A block of data
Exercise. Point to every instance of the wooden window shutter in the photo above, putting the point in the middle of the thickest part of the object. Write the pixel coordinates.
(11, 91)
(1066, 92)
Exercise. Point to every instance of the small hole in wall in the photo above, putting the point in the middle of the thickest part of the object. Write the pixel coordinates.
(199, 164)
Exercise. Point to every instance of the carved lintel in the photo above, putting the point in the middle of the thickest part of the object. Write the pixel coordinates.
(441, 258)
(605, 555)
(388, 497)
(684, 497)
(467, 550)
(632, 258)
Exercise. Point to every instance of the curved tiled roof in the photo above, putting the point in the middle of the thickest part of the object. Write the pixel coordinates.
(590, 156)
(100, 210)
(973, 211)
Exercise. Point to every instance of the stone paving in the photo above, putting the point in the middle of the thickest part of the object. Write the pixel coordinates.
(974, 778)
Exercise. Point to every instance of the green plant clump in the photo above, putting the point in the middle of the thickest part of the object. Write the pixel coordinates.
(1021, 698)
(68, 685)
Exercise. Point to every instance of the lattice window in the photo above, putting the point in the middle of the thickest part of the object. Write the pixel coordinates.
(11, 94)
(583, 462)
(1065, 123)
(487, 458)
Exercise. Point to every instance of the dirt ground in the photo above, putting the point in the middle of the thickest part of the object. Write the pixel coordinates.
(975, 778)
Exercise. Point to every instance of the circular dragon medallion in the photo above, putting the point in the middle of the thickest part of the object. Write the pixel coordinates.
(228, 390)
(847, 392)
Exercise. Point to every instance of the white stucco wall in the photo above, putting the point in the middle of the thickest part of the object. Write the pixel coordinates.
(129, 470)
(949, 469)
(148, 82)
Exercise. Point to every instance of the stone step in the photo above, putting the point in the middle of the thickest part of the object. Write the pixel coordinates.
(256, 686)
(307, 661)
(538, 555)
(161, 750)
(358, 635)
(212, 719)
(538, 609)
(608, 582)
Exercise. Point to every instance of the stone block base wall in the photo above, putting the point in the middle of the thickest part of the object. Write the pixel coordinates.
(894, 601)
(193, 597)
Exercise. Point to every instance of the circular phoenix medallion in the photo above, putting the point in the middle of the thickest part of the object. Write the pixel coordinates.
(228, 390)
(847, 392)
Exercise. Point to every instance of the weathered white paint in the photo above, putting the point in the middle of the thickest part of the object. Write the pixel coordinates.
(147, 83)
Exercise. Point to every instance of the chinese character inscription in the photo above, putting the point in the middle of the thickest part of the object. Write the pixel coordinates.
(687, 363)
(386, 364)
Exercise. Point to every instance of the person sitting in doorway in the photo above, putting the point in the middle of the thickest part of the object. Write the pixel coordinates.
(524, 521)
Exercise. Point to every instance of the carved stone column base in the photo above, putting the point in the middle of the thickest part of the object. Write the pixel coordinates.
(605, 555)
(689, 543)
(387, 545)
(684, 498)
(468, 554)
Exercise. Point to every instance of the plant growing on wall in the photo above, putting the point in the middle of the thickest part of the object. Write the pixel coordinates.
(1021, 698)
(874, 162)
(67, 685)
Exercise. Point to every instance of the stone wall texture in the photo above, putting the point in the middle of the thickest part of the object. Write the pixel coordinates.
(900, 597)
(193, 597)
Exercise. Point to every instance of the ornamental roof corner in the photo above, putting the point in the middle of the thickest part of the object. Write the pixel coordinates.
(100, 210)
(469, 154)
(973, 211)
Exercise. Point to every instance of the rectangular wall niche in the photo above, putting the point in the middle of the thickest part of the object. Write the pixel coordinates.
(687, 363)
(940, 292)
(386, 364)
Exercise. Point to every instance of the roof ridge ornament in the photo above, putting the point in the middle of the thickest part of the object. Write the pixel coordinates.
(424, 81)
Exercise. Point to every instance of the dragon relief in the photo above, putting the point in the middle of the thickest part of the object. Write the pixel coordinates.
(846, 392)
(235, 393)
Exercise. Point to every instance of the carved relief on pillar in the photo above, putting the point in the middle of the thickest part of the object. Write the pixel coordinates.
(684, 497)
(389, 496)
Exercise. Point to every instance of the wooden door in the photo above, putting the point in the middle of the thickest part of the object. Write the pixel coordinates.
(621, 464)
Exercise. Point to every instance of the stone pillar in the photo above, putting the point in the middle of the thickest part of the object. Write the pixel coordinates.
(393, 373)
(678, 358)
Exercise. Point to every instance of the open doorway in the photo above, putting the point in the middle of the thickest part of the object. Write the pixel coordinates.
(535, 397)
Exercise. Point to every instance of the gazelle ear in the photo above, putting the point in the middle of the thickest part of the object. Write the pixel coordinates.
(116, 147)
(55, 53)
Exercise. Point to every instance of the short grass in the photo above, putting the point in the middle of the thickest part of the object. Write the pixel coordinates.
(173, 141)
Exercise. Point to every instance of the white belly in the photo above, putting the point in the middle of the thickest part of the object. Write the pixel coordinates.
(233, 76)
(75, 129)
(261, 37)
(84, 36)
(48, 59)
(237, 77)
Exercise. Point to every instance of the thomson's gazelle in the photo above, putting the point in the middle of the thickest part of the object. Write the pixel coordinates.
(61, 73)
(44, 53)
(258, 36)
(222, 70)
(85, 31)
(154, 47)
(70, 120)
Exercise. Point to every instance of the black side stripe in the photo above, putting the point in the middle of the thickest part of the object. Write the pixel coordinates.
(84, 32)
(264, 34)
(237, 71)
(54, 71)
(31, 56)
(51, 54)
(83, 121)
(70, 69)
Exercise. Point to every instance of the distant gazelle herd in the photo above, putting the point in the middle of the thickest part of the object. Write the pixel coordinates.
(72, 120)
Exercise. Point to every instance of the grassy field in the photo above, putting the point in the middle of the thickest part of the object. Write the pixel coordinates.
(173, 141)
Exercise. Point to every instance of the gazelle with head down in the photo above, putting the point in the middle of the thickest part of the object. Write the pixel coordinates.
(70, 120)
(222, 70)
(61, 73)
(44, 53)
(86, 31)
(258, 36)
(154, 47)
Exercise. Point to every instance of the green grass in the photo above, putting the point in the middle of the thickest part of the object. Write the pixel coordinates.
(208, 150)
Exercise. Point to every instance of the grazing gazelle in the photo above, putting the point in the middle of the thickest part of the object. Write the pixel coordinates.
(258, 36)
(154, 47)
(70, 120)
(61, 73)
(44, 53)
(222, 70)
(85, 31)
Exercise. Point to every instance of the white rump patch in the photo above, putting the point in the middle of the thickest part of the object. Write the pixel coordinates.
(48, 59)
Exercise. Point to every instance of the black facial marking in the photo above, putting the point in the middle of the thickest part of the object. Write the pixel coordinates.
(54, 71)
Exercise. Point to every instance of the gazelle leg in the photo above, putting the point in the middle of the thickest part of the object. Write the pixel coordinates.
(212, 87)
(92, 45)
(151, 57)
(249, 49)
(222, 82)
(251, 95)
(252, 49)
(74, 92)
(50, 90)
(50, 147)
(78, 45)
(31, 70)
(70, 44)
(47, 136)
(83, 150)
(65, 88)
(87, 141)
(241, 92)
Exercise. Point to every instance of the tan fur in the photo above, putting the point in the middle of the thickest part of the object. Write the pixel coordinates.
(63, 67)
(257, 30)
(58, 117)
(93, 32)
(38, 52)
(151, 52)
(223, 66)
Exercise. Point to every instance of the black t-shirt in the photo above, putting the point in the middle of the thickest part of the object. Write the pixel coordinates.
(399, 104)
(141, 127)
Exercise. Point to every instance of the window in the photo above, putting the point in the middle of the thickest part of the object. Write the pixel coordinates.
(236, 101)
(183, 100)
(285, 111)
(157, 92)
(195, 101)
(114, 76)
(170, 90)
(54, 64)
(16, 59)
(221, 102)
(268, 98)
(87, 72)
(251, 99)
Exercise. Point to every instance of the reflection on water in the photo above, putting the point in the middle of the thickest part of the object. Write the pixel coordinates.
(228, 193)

- WHAT YOU HAVE TO DO:
Rewrite the items above, swapping "thickest part" for "widest part" throughout and leaving everything else unchanged.

- RESULT OF THIS TASK:
Exercise. Point to every instance of the wooden window shutter in the photo above, putting the point in the middle of the widest part of the object. Write the pixel coordinates.
(11, 91)
(1066, 92)
Exercise. Point to every instance of the small hole in wall in the photo above, putting the point in the middle of the widest part of the object. Write the pixel coordinates.
(199, 164)
Exercise. Point to every instance of the carved lintel in the photo above, putting the point in the middle of the widest part of the object. Write the pixel coordinates.
(441, 258)
(605, 555)
(388, 497)
(684, 497)
(467, 550)
(632, 258)
Exercise. Point to every instance of the curved tiled roof in the photo above, putting the point in the middle of the widest part of the object. Write the pixel coordinates.
(590, 156)
(100, 210)
(973, 211)
Exercise. Point to every instance of the stone paving in the photo above, putting the point in the middle of the widest part of the object. Write the pixel coordinates.
(974, 778)
Exercise. Point to every instance of the green plant clump in the photo above, putting the point in the middle of the widest part of the object. Write the pixel coordinates.
(1021, 698)
(68, 685)
Exercise. Point to every instance of the lattice window in the photo above, putting the point in the middle of the widest part of the object. Write the pixel coordinates.
(11, 94)
(583, 462)
(1065, 123)
(487, 458)
Exercise. Point to every instance of the dirt ground in the photo above, putting the point in the middle of the widest part of the object. Write the pixel coordinates.
(975, 778)
Exercise. Point to every instance of the circular dragon medallion in the photo above, putting the point in the middle of the widest part of the object. Write the pixel coordinates.
(228, 390)
(847, 392)
Exercise. Point to every instance of the white stucco wall in the photo above, putting the point in the middle of the widest part of the object. Write the pixel coordinates.
(129, 470)
(949, 469)
(148, 82)
Exercise. Point to every instance of the stone step in the photo above, putting the point in the middle of the widest part of the object. Write the pixel coordinates.
(256, 686)
(307, 661)
(538, 555)
(161, 750)
(358, 635)
(212, 719)
(538, 609)
(608, 582)
Exercise. Point to every instance of the stone block base wall in the photo above, putting the point in the middle of the widest part of the object. Write the pixel coordinates.
(894, 601)
(193, 597)
Exercise. Point to every instance of the circular phoenix medallion in the photo above, putting the point in the middle of the widest part of the object. Write the pixel coordinates.
(228, 390)
(847, 392)
Exercise. Point to every instance of the weathered white paint in the photo above, putting the point in the middle of the widest part of the object. Write the pixel coordinates.
(147, 83)
Exercise. Point to every instance of the chinese character inscription in the photo above, putting the point in the middle of the widest part of the object. Write the pixel coordinates.
(687, 363)
(386, 364)
Exercise. Point to every instance of the person sitting in doorway in the photo above, putting the point in the middle of the widest part of the object. Write the pixel coordinates.
(524, 521)
Exercise. Point to every instance of the carved stone column base in the photo above, putting the point in the middle of the widest part of the object. Write the pixel coordinates.
(605, 555)
(689, 543)
(387, 545)
(684, 498)
(468, 554)
Exercise. Point to every instance of the plant growing on wall in the photo above, putting the point in the middle of the widest part of the object. Write the pixel coordinates.
(1021, 698)
(874, 162)
(67, 685)
Exercise. Point to every instance of the stone wall texture in the photo above, putting the point in the middle of the widest part of the object. Write the pixel coordinates.
(900, 597)
(193, 597)
Exercise. Point to every instance of the ornamental roof corner in the photo above, putting the point in the middle of the widest part of the object. Write the pixel coordinates.
(100, 210)
(469, 154)
(973, 211)
Exercise. Point to every instance of the rectangular wall niche in the photo above, putting the point in the middle of the widest part of the object. Write the pixel coordinates.
(687, 363)
(940, 292)
(386, 364)
Exercise. Point to every instance of the roof ridge ornament in the photo above, putting the point in the middle of the widest part of the object. Write the pixel coordinates.
(424, 81)
Exercise. Point to every instance of the dragon relief in the photo above, putting the point in the middle of the widest part of the object. Write the pixel coordinates.
(846, 392)
(235, 393)
Exercise. Point to every instance of the carved relief on pillar in the photo above, putting the point in the middle of the widest part of the object. Write the pixel coordinates.
(684, 497)
(389, 496)
Exercise. Point to every instance of the wooden door in the photo above, putting the point in the middle of the widest part of the object. Write the pixel coordinates.
(621, 464)
Exercise. Point to every instance of the stone pillar in the photo above, putting the point in the middle of the widest part of the object. Write the pixel coordinates.
(393, 373)
(678, 358)
Exercise. Point to every instance of the open doorway in the photo above, putting the point in the middle of the widest part of the object. Write the pixel coordinates.
(535, 397)
Exercise. Point to every instance of the gazelle ear in the photo above, putting the point in the middle of the widest part of the object. Write the pixel coordinates.
(116, 147)
(55, 53)
Exercise. Point to every instance of the short grass in the photo above, putting the point in the middle of the widest part of the object. Write the pixel coordinates.
(173, 141)
Exercise. Point to every instance of the white belly in the photo above, putting the point in the middle of the widest part of the object. Write the pixel coordinates.
(233, 76)
(75, 129)
(261, 37)
(84, 36)
(48, 59)
(237, 77)
Exercise. Point to every instance of the thomson's gazelle in the photo above, putting the point in the middle of the widest part of the object. Write the pixel coordinates.
(61, 73)
(44, 53)
(258, 36)
(222, 70)
(85, 31)
(154, 47)
(70, 120)
Exercise. Point to every instance of the black side stripe in the photo above, putting the point in the middle of the widest part of the object. Write the pixel coordinates.
(84, 32)
(264, 34)
(237, 71)
(54, 71)
(31, 56)
(51, 54)
(83, 121)
(70, 69)
Exercise. Point to every instance of the distant gazelle herd in the photo above, putting the point in the middle of the widest part of the object. Write the pixel coordinates.
(72, 120)
Exercise. Point to every instance of the grassy field in the photo above, putting the point in the middle of the widest part of the object. Write the pixel coordinates.
(173, 141)
Exercise. Point to every instance of the gazelle with head down in the photo above, putting the point in the middle of the widest part of the object. Write the pixel coordinates.
(70, 120)
(222, 70)
(61, 73)
(44, 53)
(86, 31)
(258, 36)
(154, 47)
Exercise. Point to every instance of the green grass in the photo above, putting the point in the middle of the widest part of the object. Write the pixel coordinates.
(208, 150)
Exercise. Point to every instance of the grazing gazelle in the photo above, putting the point in the middle of the widest part of the object. Write the pixel coordinates.
(258, 36)
(154, 47)
(70, 120)
(61, 73)
(44, 53)
(222, 70)
(85, 31)
Exercise. Point to every instance of the white rump patch in the photo above, putting the point in the middle of the widest part of the object. Write the pixel coordinates.
(48, 59)
Exercise. Point to every instance of the black facial marking in the photo above, putting the point in the middle of the widest part of the object. Write the pixel coordinates.
(54, 71)
Exercise. Point to every instance of the gazelle leg in the photo above, putting the point in the middle of the widest part of the object. Write the pixel coordinates.
(212, 87)
(92, 45)
(151, 57)
(249, 49)
(222, 82)
(251, 95)
(252, 49)
(74, 92)
(50, 90)
(50, 147)
(78, 45)
(31, 70)
(70, 44)
(47, 136)
(83, 150)
(65, 88)
(87, 141)
(241, 92)
Exercise. Point to every instance of the tan fur in the photo above, putting the point in the middle of the widest part of the object. Write the pixel coordinates.
(63, 67)
(257, 30)
(58, 117)
(93, 32)
(38, 52)
(151, 52)
(223, 66)
Exercise. Point to every instance of the black t-shirt in the photo above, putting the point in the middle of the widest part of the object. Write the pixel coordinates.
(399, 104)
(141, 127)
Exercise. Point to every instance of the window in the photo above, putting the point in the middle of the widest part of the object. Write the pixel coordinates.
(236, 101)
(183, 100)
(285, 111)
(157, 92)
(195, 101)
(114, 76)
(170, 90)
(54, 64)
(16, 59)
(221, 102)
(268, 98)
(87, 72)
(251, 99)
Exercise. Point to every instance of the reflection on water in the photo above, putting the point in the middle of the widest part of the object. Write the pixel coordinates.
(228, 193)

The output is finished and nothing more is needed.